Request: Show every line of the records that contains the word "pine", copying each line in full. Treat uppercase and lowercase letters as distinct.

>> BEGIN Data excerpts

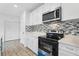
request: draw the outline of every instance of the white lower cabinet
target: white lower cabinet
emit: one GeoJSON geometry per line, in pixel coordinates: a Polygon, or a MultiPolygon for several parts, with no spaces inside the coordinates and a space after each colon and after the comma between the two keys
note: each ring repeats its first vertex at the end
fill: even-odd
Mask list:
{"type": "Polygon", "coordinates": [[[79,48],[69,44],[59,43],[59,56],[79,56],[79,48]]]}
{"type": "Polygon", "coordinates": [[[38,54],[38,38],[30,37],[28,39],[28,46],[35,54],[38,54]]]}

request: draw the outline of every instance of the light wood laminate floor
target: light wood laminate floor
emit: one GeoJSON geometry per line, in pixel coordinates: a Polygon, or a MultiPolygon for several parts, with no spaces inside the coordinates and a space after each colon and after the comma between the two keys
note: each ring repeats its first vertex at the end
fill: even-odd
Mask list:
{"type": "Polygon", "coordinates": [[[3,56],[36,56],[29,48],[24,47],[19,40],[5,42],[3,56]]]}

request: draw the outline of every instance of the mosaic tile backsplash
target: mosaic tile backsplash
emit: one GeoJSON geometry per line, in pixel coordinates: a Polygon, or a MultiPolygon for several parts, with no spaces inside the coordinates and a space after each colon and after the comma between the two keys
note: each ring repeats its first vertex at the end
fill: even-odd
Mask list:
{"type": "MultiPolygon", "coordinates": [[[[61,26],[58,28],[58,31],[63,30],[65,34],[79,35],[79,19],[72,19],[59,23],[61,26]]],[[[49,25],[50,24],[38,24],[26,26],[26,32],[48,32],[49,30],[53,30],[49,25]]]]}

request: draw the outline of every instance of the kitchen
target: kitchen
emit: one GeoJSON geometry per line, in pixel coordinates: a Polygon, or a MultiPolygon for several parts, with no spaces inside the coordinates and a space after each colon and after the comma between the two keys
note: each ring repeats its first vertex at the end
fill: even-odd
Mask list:
{"type": "Polygon", "coordinates": [[[20,43],[37,56],[79,56],[79,4],[38,4],[20,16],[20,43]]]}

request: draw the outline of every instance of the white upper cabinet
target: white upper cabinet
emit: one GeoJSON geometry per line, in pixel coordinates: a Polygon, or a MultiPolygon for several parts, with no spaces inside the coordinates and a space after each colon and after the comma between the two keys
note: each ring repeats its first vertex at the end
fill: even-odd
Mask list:
{"type": "Polygon", "coordinates": [[[42,14],[53,11],[59,7],[59,3],[45,3],[30,13],[30,25],[42,24],[42,14]]]}
{"type": "Polygon", "coordinates": [[[79,3],[62,3],[62,21],[79,18],[79,3]]]}

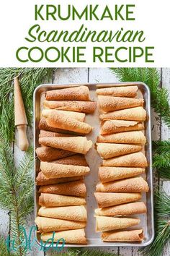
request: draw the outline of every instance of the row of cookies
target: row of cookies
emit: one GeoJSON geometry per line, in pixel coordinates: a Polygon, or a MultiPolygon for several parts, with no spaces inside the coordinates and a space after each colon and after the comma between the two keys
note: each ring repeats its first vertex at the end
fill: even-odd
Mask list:
{"type": "Polygon", "coordinates": [[[146,142],[143,99],[137,98],[138,86],[111,87],[97,90],[100,135],[97,150],[103,159],[99,168],[99,183],[95,197],[97,231],[104,242],[139,242],[142,229],[129,229],[140,223],[132,215],[145,214],[142,193],[148,191],[140,176],[148,166],[143,153],[146,142]]]}
{"type": "Polygon", "coordinates": [[[94,111],[87,87],[47,91],[43,102],[40,133],[36,149],[40,160],[36,178],[39,197],[35,223],[42,241],[54,234],[54,241],[86,244],[86,189],[84,176],[89,173],[84,155],[92,142],[84,136],[92,127],[86,114],[94,111]]]}

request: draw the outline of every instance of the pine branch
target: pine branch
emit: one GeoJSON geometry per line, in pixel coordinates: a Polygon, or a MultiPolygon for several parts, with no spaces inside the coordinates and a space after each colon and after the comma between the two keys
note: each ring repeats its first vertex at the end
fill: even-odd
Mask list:
{"type": "Polygon", "coordinates": [[[9,252],[5,243],[5,239],[0,236],[0,256],[17,256],[15,254],[9,252]]]}
{"type": "Polygon", "coordinates": [[[143,250],[143,255],[161,256],[164,248],[170,241],[170,222],[157,220],[156,226],[156,238],[153,242],[143,250]]]}
{"type": "Polygon", "coordinates": [[[170,214],[170,196],[164,190],[158,189],[154,192],[155,210],[158,217],[166,216],[170,214]]]}
{"type": "Polygon", "coordinates": [[[32,163],[32,150],[30,150],[16,168],[9,144],[1,140],[0,205],[4,209],[10,210],[10,238],[15,239],[16,246],[19,247],[19,256],[26,253],[22,246],[21,239],[24,234],[20,227],[25,224],[25,216],[30,213],[33,207],[32,163]]]}
{"type": "Polygon", "coordinates": [[[0,132],[6,140],[14,140],[14,77],[19,76],[27,117],[31,126],[33,91],[43,80],[51,77],[53,70],[50,68],[0,68],[0,132]]]}
{"type": "Polygon", "coordinates": [[[160,74],[155,68],[112,68],[116,77],[122,82],[143,82],[148,85],[151,94],[151,105],[170,127],[170,106],[166,88],[160,88],[160,74]]]}
{"type": "Polygon", "coordinates": [[[142,249],[144,256],[161,256],[165,245],[170,241],[170,221],[163,219],[170,216],[170,197],[158,187],[154,196],[155,239],[151,245],[142,249]]]}
{"type": "Polygon", "coordinates": [[[153,153],[163,154],[170,152],[170,140],[156,140],[152,142],[153,153]]]}

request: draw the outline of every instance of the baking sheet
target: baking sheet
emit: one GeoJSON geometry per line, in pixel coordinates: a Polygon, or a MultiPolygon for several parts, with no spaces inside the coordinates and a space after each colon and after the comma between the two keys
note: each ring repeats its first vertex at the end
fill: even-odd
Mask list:
{"type": "MultiPolygon", "coordinates": [[[[85,178],[85,184],[87,189],[87,226],[86,228],[86,235],[88,239],[87,245],[77,245],[77,244],[66,244],[66,247],[118,247],[118,246],[137,246],[144,247],[151,243],[154,236],[153,228],[153,173],[152,173],[152,150],[151,150],[151,99],[150,91],[148,86],[142,82],[130,82],[130,83],[112,83],[112,84],[79,84],[79,85],[42,85],[37,87],[34,93],[34,147],[35,147],[35,173],[38,171],[40,166],[40,161],[35,158],[35,148],[39,145],[38,136],[40,130],[38,129],[38,123],[40,119],[40,112],[42,109],[42,102],[44,98],[44,93],[49,90],[61,89],[68,87],[75,87],[80,85],[88,86],[90,91],[90,97],[91,101],[97,101],[96,90],[97,88],[107,88],[110,86],[120,86],[120,85],[138,85],[140,90],[138,98],[143,96],[145,101],[144,108],[147,111],[147,120],[145,122],[146,136],[147,139],[147,144],[145,147],[146,155],[148,162],[148,166],[146,168],[146,180],[149,185],[149,192],[143,193],[142,201],[146,202],[147,205],[147,215],[136,216],[140,219],[140,223],[135,229],[143,228],[144,230],[145,239],[142,242],[104,242],[100,239],[100,232],[97,233],[95,231],[96,223],[95,218],[94,217],[94,209],[97,208],[97,204],[94,195],[96,189],[96,184],[98,182],[98,168],[102,162],[102,159],[98,155],[97,150],[94,149],[94,144],[97,140],[97,137],[99,134],[100,124],[99,119],[99,113],[97,107],[96,111],[92,114],[86,115],[86,121],[94,127],[93,132],[86,135],[88,140],[93,142],[93,147],[89,152],[86,155],[86,158],[89,165],[91,172],[89,176],[85,178]]],[[[36,186],[35,187],[35,216],[37,215],[38,210],[38,197],[37,193],[36,186]]],[[[134,216],[134,217],[135,217],[134,216]]],[[[40,241],[40,236],[37,236],[37,240],[40,241]]],[[[48,246],[48,244],[47,244],[48,246]]]]}

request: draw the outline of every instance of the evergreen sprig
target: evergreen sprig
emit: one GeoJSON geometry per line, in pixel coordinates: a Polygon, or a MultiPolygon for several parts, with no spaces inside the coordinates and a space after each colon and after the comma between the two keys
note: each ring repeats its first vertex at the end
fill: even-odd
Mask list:
{"type": "Polygon", "coordinates": [[[153,142],[153,167],[159,177],[170,179],[170,141],[153,142]]]}
{"type": "Polygon", "coordinates": [[[170,197],[158,188],[154,194],[154,208],[155,239],[142,249],[144,256],[161,256],[165,245],[170,241],[170,197]]]}
{"type": "Polygon", "coordinates": [[[148,85],[151,94],[151,105],[170,127],[170,106],[169,93],[166,88],[161,88],[160,74],[156,68],[112,68],[116,77],[122,82],[143,82],[148,85]]]}
{"type": "Polygon", "coordinates": [[[14,134],[14,85],[19,77],[28,123],[32,124],[32,95],[36,86],[52,77],[50,68],[0,68],[0,132],[12,142],[14,134]]]}
{"type": "Polygon", "coordinates": [[[32,148],[25,153],[19,166],[16,168],[10,144],[1,139],[0,205],[10,211],[10,239],[15,240],[15,244],[19,247],[17,255],[19,256],[26,252],[21,244],[23,232],[20,227],[25,224],[25,218],[32,212],[34,205],[32,169],[32,148]]]}

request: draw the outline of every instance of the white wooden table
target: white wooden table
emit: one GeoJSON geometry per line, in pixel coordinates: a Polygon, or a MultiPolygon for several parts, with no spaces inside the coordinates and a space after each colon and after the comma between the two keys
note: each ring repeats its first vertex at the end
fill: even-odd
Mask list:
{"type": "MultiPolygon", "coordinates": [[[[164,86],[168,88],[170,95],[170,69],[161,69],[160,86],[164,86]]],[[[57,69],[51,77],[53,83],[96,83],[96,82],[117,82],[117,78],[109,69],[57,69]]],[[[170,131],[164,124],[164,123],[158,119],[153,113],[152,114],[152,136],[153,140],[166,140],[170,137],[170,131]]],[[[32,144],[33,133],[32,129],[29,129],[28,136],[30,143],[32,144]]],[[[17,134],[16,133],[17,141],[17,134]]],[[[16,163],[19,162],[23,153],[19,150],[16,145],[14,145],[14,154],[16,163]]],[[[158,180],[155,178],[154,183],[157,184],[158,180]]],[[[160,184],[164,187],[164,190],[170,195],[170,182],[159,181],[160,184]]],[[[4,236],[10,232],[9,227],[10,215],[7,211],[0,210],[0,234],[4,236]]],[[[27,228],[34,225],[34,215],[27,220],[27,228]]],[[[141,253],[138,252],[137,247],[107,247],[103,249],[109,252],[115,252],[117,256],[140,256],[141,253]]],[[[168,244],[164,250],[162,256],[169,256],[170,244],[168,244]]],[[[46,255],[49,255],[46,254],[46,255]]],[[[29,252],[31,256],[43,256],[43,252],[35,248],[34,251],[29,252]]],[[[5,255],[4,255],[5,256],[5,255]]]]}

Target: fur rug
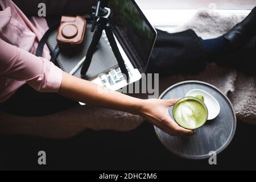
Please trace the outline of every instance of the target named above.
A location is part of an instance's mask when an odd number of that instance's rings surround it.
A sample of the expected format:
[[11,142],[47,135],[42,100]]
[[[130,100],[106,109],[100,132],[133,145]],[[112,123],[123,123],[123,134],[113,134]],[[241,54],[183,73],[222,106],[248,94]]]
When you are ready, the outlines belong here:
[[[242,15],[212,16],[207,10],[200,10],[176,31],[191,28],[204,39],[223,34],[245,18]],[[197,80],[212,84],[222,90],[233,103],[237,118],[256,124],[256,80],[233,69],[207,65],[198,76],[177,75],[161,78],[160,93],[180,81]],[[42,117],[19,117],[0,113],[0,133],[25,134],[53,138],[65,138],[77,135],[86,129],[133,130],[144,119],[121,111],[86,106],[73,108]]]

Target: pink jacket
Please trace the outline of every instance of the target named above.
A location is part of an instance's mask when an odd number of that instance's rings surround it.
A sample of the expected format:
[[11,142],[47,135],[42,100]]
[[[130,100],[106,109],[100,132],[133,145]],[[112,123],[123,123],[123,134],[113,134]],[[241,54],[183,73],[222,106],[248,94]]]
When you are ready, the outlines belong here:
[[62,71],[48,60],[44,48],[42,57],[34,55],[39,40],[47,30],[44,18],[31,22],[11,0],[0,0],[0,102],[11,97],[27,82],[43,92],[57,92]]

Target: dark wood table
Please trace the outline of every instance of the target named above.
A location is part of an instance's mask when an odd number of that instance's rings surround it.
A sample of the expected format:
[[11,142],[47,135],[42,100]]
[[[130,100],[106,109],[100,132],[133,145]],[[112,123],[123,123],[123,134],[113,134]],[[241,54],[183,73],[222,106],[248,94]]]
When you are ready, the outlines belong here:
[[[194,89],[204,90],[215,97],[221,107],[219,115],[196,130],[192,136],[172,136],[156,127],[155,130],[163,144],[172,153],[187,159],[206,159],[210,156],[210,152],[219,154],[229,145],[235,134],[237,119],[228,97],[217,88],[206,82],[187,81],[178,83],[164,91],[160,98],[183,97]],[[173,106],[168,110],[172,118],[172,109]]]

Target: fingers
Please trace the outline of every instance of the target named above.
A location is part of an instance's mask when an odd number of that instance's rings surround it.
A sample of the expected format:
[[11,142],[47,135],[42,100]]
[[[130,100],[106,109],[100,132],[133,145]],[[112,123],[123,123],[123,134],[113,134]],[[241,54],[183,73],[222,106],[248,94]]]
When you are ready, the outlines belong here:
[[167,119],[168,121],[166,121],[164,122],[168,129],[171,129],[169,133],[171,135],[174,136],[191,136],[194,134],[194,131],[180,127],[171,117],[169,117]]

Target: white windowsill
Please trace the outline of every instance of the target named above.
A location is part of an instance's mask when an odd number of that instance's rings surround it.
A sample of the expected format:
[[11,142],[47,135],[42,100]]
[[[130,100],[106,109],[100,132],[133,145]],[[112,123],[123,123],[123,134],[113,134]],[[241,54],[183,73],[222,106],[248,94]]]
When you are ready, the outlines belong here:
[[[143,13],[156,28],[166,31],[172,31],[177,26],[181,26],[191,18],[198,10],[142,10]],[[247,15],[250,10],[214,10],[214,12],[229,15],[232,14]]]

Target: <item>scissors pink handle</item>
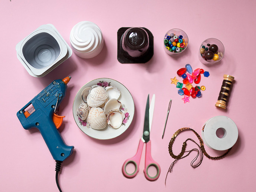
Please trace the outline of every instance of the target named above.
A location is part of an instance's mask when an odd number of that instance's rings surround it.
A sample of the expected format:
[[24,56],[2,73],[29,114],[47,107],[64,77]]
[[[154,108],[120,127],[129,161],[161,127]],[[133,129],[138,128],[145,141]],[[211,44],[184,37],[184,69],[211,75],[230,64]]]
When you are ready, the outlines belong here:
[[[157,169],[157,174],[154,176],[151,176],[148,174],[148,171],[151,166],[155,167]],[[156,180],[160,175],[161,171],[160,166],[155,161],[151,156],[151,140],[146,143],[146,156],[145,157],[145,168],[144,169],[144,173],[145,176],[150,181]]]
[[[139,172],[139,166],[141,160],[141,157],[142,150],[143,149],[143,145],[144,145],[144,142],[142,140],[140,139],[139,146],[138,147],[138,150],[137,150],[136,154],[132,158],[126,160],[124,163],[122,170],[123,173],[126,177],[129,178],[134,177],[137,175],[137,173]],[[126,166],[127,166],[127,165],[131,163],[133,164],[135,166],[135,171],[132,173],[130,174],[128,173],[126,171]]]

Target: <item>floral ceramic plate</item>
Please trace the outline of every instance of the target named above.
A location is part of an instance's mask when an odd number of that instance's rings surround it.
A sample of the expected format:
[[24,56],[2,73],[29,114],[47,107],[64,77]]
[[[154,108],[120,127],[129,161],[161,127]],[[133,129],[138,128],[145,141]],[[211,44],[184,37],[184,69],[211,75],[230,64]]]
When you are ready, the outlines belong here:
[[[86,121],[81,120],[77,115],[77,108],[82,102],[81,94],[85,88],[93,85],[98,85],[105,87],[108,86],[115,87],[119,89],[121,95],[118,100],[122,103],[121,110],[125,113],[125,117],[121,126],[115,129],[108,125],[104,129],[95,130],[89,127]],[[73,105],[73,114],[75,121],[78,127],[86,135],[92,138],[101,140],[106,140],[116,138],[122,134],[129,128],[134,114],[134,103],[132,97],[128,89],[123,85],[114,79],[100,78],[93,80],[84,85],[78,91]]]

>> END Data excerpts

Full answer:
request: draw the outline of every instance of the pine branch
target: pine branch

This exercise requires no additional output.